START Text block

Fungi, particularly mushrooms, are the principal source of naturally occurring psychedelics: hallucinogenic drugs that induce mind-altering and reality-distorting effects (the word ‘psychedelic' is of Greek origin, derived from psyche meaning ‘mind' and delos meaning ‘to show'). Hallucinogenic mushrooms of (predominantly) the Psilocybe genus are commonly known as ‘magic mushrooms'.

Magic mushrooms, though largely associated with the ‘hippie' movement of the 1970s, have ancient origins. Magic mushrooms have long been used in religious and healing rituals in indigenous Mexican and South American cultures and, in fact, are often referred to as teonanacatl (meaning ‘God's flesh') by some of these communities.

While the Mixtecs, Mazatecs, Zapotecs, and others, respect and often revere these mushrooms, the Western world has had a more turbulent relationship with ‘'shrooms'. Spanish missionaries in the 1500s, for instance, believed that the mushrooms allowed the Aztecs to communicate with demons and attempted to destroy all records and evidence of the use of these mushrooms.

In 1799, hallucinogenic mushrooms made a very brief appearance in European medicinal literature in the London Medical and Physical Journal. In the journal, an apothecary recalled being called to treat a child “attacked with fits of immoderate laughter” which neither “the threats of his father or mother” could refrain after having been served a rather exotic breakfast of Psilocybe semilanceata mushrooms, hand-picked from London's Green Park! Western interest in magic mushrooms remained diminutive until the late 1950s, when ethnomycologists Valentina Pavlovna Wasson and Robert Gordon Wasson travelled to Huautla in Mexico and slowly integrated themselves into a remote village of the Mazatec Indians of Oaxaca, eventually becoming the first ‘outsiders' to participate in the midnight rites of the cult of the sacred mushroom. The Wassons documented their experience in Life (one of America's most-read magazines at the time), and concurrent popularisation of magic mushrooms by other influential figures led to an explosion in use in the ‘hippie' counterculture.

Magic mushrooms are currently listed as Schedule 1 drugs under the United Nations 1971 Convention on Psychotropic Substances, supposedly having “a high potential for abuse” and “no recognised medical use”. However, new research seems to be uncovering huge therapeutic potential for these 'shrooms, with particular interest in the field of mental health and substance-use disorders, and as more and more evidence emerges, the legal status of these drugs is being called into question.

END Text block
START Provided material

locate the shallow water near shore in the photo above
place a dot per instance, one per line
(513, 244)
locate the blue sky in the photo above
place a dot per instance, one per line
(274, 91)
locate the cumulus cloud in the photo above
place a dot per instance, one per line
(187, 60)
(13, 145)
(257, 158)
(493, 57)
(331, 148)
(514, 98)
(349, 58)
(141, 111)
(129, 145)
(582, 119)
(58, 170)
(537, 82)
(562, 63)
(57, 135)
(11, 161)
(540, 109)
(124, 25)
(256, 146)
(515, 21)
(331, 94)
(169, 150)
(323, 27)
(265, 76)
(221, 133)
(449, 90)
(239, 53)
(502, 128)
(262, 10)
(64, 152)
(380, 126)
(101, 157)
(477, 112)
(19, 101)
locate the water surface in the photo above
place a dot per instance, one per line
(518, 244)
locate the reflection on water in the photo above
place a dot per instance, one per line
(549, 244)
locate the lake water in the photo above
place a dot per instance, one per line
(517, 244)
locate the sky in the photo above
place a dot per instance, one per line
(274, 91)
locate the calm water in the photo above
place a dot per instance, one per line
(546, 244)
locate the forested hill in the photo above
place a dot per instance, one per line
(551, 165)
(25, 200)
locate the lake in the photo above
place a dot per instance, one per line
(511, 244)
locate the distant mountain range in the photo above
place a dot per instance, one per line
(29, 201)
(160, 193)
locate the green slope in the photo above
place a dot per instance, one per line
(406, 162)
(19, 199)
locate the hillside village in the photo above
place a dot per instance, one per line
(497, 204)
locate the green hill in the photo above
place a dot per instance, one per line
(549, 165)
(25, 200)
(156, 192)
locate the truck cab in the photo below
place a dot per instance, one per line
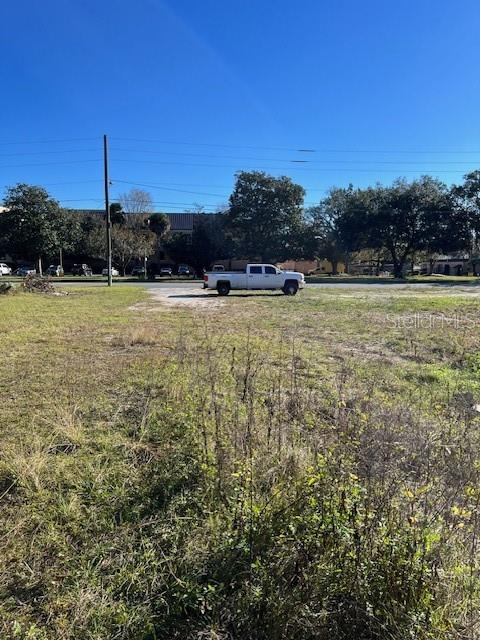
(255, 277)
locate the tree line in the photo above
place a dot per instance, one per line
(265, 219)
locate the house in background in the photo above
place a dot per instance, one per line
(449, 266)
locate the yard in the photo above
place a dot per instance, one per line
(268, 467)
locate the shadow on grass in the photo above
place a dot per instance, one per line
(204, 296)
(445, 282)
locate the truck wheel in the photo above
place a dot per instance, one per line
(223, 288)
(290, 288)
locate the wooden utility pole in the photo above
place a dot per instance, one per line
(107, 211)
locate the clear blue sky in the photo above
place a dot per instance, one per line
(198, 89)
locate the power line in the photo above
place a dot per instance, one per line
(38, 153)
(224, 146)
(323, 161)
(286, 169)
(52, 141)
(47, 164)
(152, 186)
(298, 150)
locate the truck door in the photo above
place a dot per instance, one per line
(272, 277)
(254, 277)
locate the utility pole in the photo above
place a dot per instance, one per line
(107, 211)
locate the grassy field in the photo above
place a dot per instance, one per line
(266, 468)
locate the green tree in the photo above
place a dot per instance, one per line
(467, 200)
(410, 217)
(116, 213)
(265, 216)
(333, 223)
(207, 243)
(159, 223)
(128, 244)
(34, 225)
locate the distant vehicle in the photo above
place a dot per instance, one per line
(81, 270)
(5, 270)
(115, 272)
(184, 270)
(25, 271)
(55, 270)
(255, 276)
(139, 270)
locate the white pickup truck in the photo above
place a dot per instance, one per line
(255, 276)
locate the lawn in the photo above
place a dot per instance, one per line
(270, 467)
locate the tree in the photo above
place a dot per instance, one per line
(128, 244)
(328, 226)
(159, 223)
(265, 216)
(207, 243)
(116, 213)
(467, 201)
(34, 225)
(137, 205)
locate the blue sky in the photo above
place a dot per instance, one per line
(191, 91)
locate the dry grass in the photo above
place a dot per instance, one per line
(271, 468)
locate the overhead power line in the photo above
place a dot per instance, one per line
(47, 164)
(286, 169)
(39, 153)
(52, 141)
(152, 186)
(297, 149)
(323, 161)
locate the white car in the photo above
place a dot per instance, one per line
(115, 272)
(255, 276)
(5, 270)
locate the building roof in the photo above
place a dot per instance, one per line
(178, 221)
(181, 221)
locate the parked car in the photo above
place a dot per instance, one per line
(115, 272)
(24, 271)
(55, 270)
(184, 270)
(255, 276)
(138, 270)
(81, 270)
(5, 270)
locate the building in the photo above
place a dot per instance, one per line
(448, 266)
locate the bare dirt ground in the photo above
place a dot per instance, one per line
(181, 297)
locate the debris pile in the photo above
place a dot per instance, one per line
(39, 284)
(5, 287)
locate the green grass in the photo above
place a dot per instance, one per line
(269, 468)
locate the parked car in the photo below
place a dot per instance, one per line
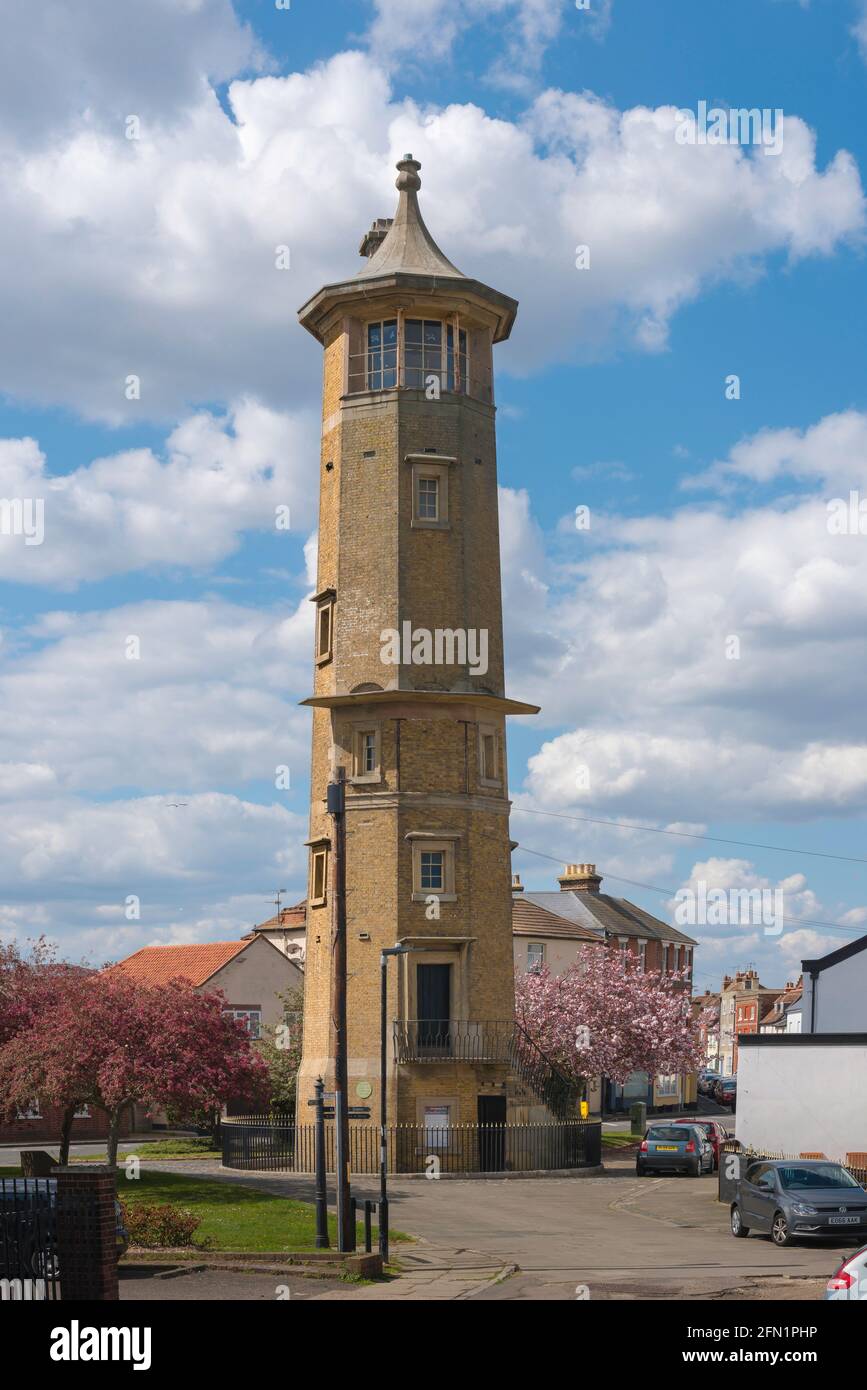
(849, 1282)
(714, 1133)
(795, 1198)
(28, 1208)
(674, 1146)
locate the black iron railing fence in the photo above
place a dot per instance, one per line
(28, 1239)
(275, 1144)
(491, 1040)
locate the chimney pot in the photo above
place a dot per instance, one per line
(580, 879)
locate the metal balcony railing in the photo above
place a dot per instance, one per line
(498, 1040)
(456, 1040)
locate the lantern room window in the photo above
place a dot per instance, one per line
(411, 352)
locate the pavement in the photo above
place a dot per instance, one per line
(566, 1239)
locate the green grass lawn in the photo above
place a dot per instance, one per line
(234, 1216)
(160, 1148)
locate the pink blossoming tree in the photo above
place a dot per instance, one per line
(110, 1041)
(603, 1016)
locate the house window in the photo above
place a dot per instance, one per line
(432, 869)
(250, 1019)
(318, 876)
(489, 756)
(535, 955)
(382, 355)
(366, 755)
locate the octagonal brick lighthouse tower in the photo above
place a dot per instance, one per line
(409, 694)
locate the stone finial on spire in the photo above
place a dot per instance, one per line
(407, 245)
(407, 178)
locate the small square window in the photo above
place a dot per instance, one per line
(432, 869)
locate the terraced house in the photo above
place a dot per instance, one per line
(552, 927)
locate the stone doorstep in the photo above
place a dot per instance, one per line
(311, 1264)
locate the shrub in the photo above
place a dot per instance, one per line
(150, 1225)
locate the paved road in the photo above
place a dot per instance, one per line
(617, 1235)
(220, 1286)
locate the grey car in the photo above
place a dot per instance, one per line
(796, 1198)
(682, 1147)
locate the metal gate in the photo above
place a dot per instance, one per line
(28, 1239)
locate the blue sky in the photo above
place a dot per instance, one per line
(539, 127)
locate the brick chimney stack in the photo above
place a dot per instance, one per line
(373, 241)
(580, 879)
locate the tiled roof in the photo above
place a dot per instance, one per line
(598, 912)
(528, 919)
(159, 965)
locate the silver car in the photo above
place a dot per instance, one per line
(849, 1282)
(796, 1198)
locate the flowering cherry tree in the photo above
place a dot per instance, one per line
(603, 1016)
(111, 1041)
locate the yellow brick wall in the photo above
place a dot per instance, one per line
(386, 571)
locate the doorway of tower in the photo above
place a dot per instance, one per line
(434, 995)
(492, 1133)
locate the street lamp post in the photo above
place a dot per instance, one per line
(384, 957)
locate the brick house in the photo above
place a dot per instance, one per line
(288, 931)
(252, 975)
(744, 1004)
(549, 929)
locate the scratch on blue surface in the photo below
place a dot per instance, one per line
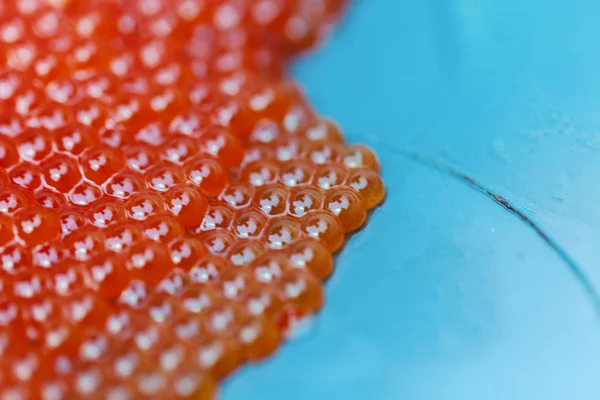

END Provided material

— Questions on the material —
1. Update the passage on magic mushrooms from "Magic mushrooms, though" up to and including "of these communities.", replacing "rituals" with "ceremonies".
2. Write what comes next in the passage on magic mushrooms, starting after its last sentence.

— Per-task answers —
1.
Magic mushrooms, though largely associated with the ‘hippie' movement of the 1970s, have ancient origins. Magic mushrooms have long been used in religious and healing ceremonies in indigenous Mexican and South American cultures and, in fact, are often referred to as teonanacatl (meaning ‘God's flesh') by some of these communities.

2.
But what actually makes magic mushrooms magic? Well, magic mushrooms contain an indole-based secondary metabolite called psilocybin (3-[2-(dimethylamino)ethyl]-1H-indol-4-yl dihydrogen phosphate). Inside the body, psilocybin is rapidly dephosphorylated to psilocin, which acts as an agonist at several 5-hydroxytryptamine (serotonin) receptors. Psilocin has a particularly high affinity for 5-HT2A receptors (5-HT2ARs): these receptors are widely distributed in the central nervous system, but have an especially high density in the limbic forebrain, where they play a role in perception and emotional-processing. Abnormal 5-HT2AR activity is associated with a number of psychiatric disorders and conditions, including depression, schizophrenia and drug addiction. Activation of 5-HT2ARs by psilocin initially produces ‘mystical-like' hallucinogenic effects but, over time, continued psilocin-induced 5-HT2AR activation is thought to lead to a decrease in 5-HT2AR responsiveness, ameliorating the hyperactivity in the pre-frontal cortex implicated in many of these conditions. Psilocin has also been reported to result in significant changes in functional connectivity between different areas of the brain, potentially making the brain more flexible and less entrenched in the negative thinking patterns associated with depression (Daws et al.  (2022), ‘Increased global integration in the brain after psilocybin therapy for depression', Nat Med, 28, pp. 844-851).

While psilocybin's exact mode of action remains unclear, evidence of positive clinical outcomes is mounting. Psilocybin has proven a powerful therapeutic for treatment-resistant depression. There have also been studies showing efficacy in alcohol and tobacco dependency and, more tentatively, anorexia, obsessive-compulsive disorder (OCD) and opioid addiction.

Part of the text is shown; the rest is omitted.